(Your objective) Copy the data exactly. Images are the one exception.

Dataset excerpts START

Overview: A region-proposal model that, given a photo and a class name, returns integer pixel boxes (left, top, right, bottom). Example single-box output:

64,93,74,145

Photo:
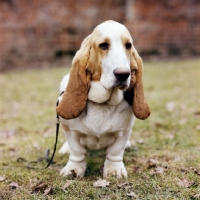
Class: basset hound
56,20,150,178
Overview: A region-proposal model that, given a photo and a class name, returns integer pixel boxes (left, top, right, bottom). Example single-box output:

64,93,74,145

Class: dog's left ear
56,35,93,119
125,47,151,120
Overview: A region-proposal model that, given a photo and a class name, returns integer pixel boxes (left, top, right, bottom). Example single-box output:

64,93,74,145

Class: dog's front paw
103,159,127,178
60,160,86,178
59,141,70,154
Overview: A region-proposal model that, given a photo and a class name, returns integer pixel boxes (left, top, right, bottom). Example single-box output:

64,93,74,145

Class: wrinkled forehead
93,21,132,42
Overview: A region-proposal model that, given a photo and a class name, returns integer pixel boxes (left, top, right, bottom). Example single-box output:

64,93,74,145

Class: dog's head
56,20,150,120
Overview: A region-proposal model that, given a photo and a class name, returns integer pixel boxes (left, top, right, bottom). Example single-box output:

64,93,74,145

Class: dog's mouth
103,79,129,91
120,84,129,90
115,82,129,90
104,83,129,91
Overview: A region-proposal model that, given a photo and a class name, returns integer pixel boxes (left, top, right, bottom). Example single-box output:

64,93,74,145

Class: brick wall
0,0,199,71
0,0,125,70
125,0,200,57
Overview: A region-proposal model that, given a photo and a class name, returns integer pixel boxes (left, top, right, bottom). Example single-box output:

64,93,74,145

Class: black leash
45,92,64,169
44,111,60,169
17,92,63,169
17,149,55,169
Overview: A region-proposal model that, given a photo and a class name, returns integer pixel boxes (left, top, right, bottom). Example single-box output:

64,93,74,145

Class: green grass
0,59,200,199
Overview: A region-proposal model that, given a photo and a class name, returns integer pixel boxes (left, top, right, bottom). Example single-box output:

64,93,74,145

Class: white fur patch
88,81,112,103
88,81,124,105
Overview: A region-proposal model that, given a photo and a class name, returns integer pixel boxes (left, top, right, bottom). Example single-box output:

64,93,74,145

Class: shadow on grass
85,150,105,178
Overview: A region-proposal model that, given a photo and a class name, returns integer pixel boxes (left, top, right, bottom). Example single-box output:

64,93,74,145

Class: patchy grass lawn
0,59,200,199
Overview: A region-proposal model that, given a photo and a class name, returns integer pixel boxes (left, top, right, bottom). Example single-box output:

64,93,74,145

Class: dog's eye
99,42,109,50
125,42,132,50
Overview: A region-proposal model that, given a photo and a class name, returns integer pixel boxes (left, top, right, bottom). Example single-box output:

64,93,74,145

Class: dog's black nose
113,68,130,82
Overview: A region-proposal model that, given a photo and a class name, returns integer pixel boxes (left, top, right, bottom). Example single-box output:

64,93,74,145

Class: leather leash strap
45,91,64,169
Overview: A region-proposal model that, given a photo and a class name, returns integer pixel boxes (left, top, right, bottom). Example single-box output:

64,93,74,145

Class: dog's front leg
60,131,87,178
103,130,131,178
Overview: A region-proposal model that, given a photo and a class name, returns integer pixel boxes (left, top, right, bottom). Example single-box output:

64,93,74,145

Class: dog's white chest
61,101,134,150
60,100,134,150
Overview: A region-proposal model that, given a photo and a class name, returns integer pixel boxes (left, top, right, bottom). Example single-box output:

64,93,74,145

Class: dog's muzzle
113,68,130,90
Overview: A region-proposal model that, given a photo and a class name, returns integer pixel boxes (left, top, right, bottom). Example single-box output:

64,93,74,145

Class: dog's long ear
56,35,92,119
125,47,151,120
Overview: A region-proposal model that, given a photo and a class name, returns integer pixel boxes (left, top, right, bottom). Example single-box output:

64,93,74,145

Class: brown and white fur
56,20,150,178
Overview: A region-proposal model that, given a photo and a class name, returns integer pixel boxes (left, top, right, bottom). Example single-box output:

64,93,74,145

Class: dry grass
0,58,200,199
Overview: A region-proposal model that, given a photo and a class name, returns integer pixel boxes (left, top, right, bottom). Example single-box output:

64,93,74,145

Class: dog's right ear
56,35,92,119
125,47,151,120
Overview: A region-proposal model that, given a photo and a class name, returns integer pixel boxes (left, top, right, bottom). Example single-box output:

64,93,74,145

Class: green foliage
0,59,200,199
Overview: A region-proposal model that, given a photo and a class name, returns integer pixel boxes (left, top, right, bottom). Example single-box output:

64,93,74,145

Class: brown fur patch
88,32,111,81
56,35,92,119
130,47,151,120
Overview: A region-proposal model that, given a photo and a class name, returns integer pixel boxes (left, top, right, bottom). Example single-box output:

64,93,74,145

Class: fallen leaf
63,180,73,189
196,125,200,131
179,118,187,125
44,185,53,196
180,167,198,174
194,111,200,115
31,182,48,193
180,168,190,173
93,179,110,188
154,122,164,128
8,147,17,152
166,134,174,139
9,182,19,190
137,139,144,144
147,158,159,168
0,130,16,137
155,167,165,174
177,178,194,188
133,166,142,173
192,193,200,199
150,167,165,175
0,175,6,181
127,191,137,198
166,102,176,112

Dataset excerpts END

(Final answer)
Overview: A region-proposal model that, given a photo and a class name, returns integer pixel boxes (left, top, right, bottom). Example single-box output:

64,93,74,145

Photo:
Class: basset hound
56,20,150,178
Overview: A region-proposal model that, given a photo and a class name, returns integer pixel boxes (left, top, right, bottom). Example single-box output:

64,93,74,145

Class: dog's left ear
56,35,93,119
125,47,151,120
Overview: A region-proposal model that, given a photo and a class name, returns integer pixel boxes (left, top, right, bottom). Example single-box output:

64,93,74,145

Class: dog's front paw
103,159,127,178
60,160,86,178
59,141,70,154
Overview: A region-proposal model that, given a photo and a class name, returns integer pixel boxes (left, top, right, bottom). Example single-box output:

64,93,74,145

Class: wrinkled forehead
93,21,132,42
Overview: A region-proposal model that, given a photo and a class name, returns integer pixel boxes (left, top, right, bottom). Example single-box output:

64,93,74,145

Class: dog's head
56,20,150,120
Overview: A region-proposal model that, given a photo and a class name, returns integer pixel boxes (left, top, right, bottom). Example single-box output:

64,93,74,145

Class: dog's mouth
103,79,129,91
120,84,129,90
115,82,129,90
104,83,129,91
Overview: A region-proposal model that, given a photo and a class name, returns integer pixel boxes (left, top, right, bottom). Example single-box output:

64,93,74,145

Class: brick wall
0,0,199,71
0,0,125,70
125,0,200,57
Overview: A region-proposal model that, given a photo and a class name, returns integer pixel boxes (left, top, right, bottom). Example single-box output:

64,93,74,145

Class: black leash
45,92,64,169
44,111,60,169
17,92,63,169
17,149,55,169
Overview: A region-proposal model that, given a photo and a class name, returns integer pixel boxes (left, top, right, bottom). Example single-box output:

64,93,74,145

Class: green grass
0,59,200,199
Overview: A region-proposal model that, given a photo and a class name, returns integer pixel boxes (left, top, right, bottom). Example single-box output:

64,93,74,145

Class: white fur patch
88,81,112,103
88,81,124,105
Overview: A region-proposal model that, given a photo and a class name, returns integer pixel boxes (left, top, right, bottom). Example single-box output:

64,93,74,145

Class: shadow on grass
85,150,105,178
Overview: A region-proposal model that, given a photo and a class name, returns integer pixel boxes (left, top, right, bottom). Example single-box output:

64,93,74,145

Class: patchy grass lawn
0,59,200,199
Overview: A region-proposal model that, given a photo and a class name, returns integer pixel boxes (left, top, right, bottom). Example single-box output:

64,93,74,145

Class: dog's eye
99,42,109,50
125,42,132,50
Overview: A region-proposal model that, given a photo and a class name, returns integer pixel boxes (left, top, right, bottom). Example single-box output:

64,93,74,145

Class: dog's black nose
113,68,130,82
Overview: A region-proposal model that, given a photo and a class name, returns integer pixel boxes (left, top, right, bottom). Example single-box output:

64,93,74,145

Class: leather leash strap
45,91,64,169
Overview: A region-proposal model that, given a photo and a class name, returns integer pixel boxes (left, top, right, bottom). Example single-box output:

64,93,74,145

Class: dog's front leg
60,131,87,178
103,130,131,178
Overview: A region-proposal model that, given a photo and a class name, returns integer pixel boxes (left, top, right, bottom). Example single-box output:

64,93,74,145

Class: dog's white chest
61,101,134,150
60,100,134,150
Overview: A region-proposal model that, given a photo and a class name, returns integer pixel boxes (left, top, right, bottom). Example single-box output:

64,93,74,145

Class: dog's muzzle
113,68,130,90
Overview: A region-proposal model that, given a photo and a class name, returns integer pixel boxes (left, top, right, bottom). Example single-box output:

64,93,74,145

Class: dog's long ear
56,35,92,119
125,47,151,120
Overview: A region-proposal model that, given a photo and a class name, returns integer pixel boxes (left, top, right, bottom). Example single-box output:

64,93,74,145

Class: brown and white fur
56,20,150,178
Overview: A region-proposal model that, given a photo and a class name, returns integer pixel boxes (left, top, right, bottom). Example single-box output:

64,93,74,145

Class: dry grass
0,58,200,199
Overview: A region-proposal model that, given a photo and a class name, returns integer pixel boxes (left, top, right, bottom). Example single-box output:

64,93,74,145

Class: dog's right ear
56,35,92,119
125,47,151,120
Overview: A region-proposal model that, given a photo and a class name, returns integer pixel boxes (left, top, right, bottom). Example single-box output:

64,93,74,145

Class: green foliage
0,59,200,199
Overview: A region-proposal model that, given a photo and a class name, returns integer pixel boxes (left, top, right, bottom). Example single-box output:

64,93,74,145

Class: brown fur patch
88,32,111,81
56,35,92,119
130,47,151,120
Overview: A region-proposal model that, given a photo and a class name, returns integer pixel boxes (left, top, right, bottom). Example single-box output:

64,93,74,145

Class: fallen leaf
63,180,73,189
196,125,200,131
179,118,187,125
44,185,53,196
180,167,198,174
194,111,200,115
31,182,48,193
180,168,190,173
93,179,110,188
154,122,164,128
8,147,17,152
166,134,174,139
9,182,19,190
137,139,144,144
147,158,159,168
0,130,16,137
155,167,165,174
177,178,194,188
133,166,142,173
192,193,200,199
150,167,165,175
0,175,6,181
127,191,137,198
166,102,176,112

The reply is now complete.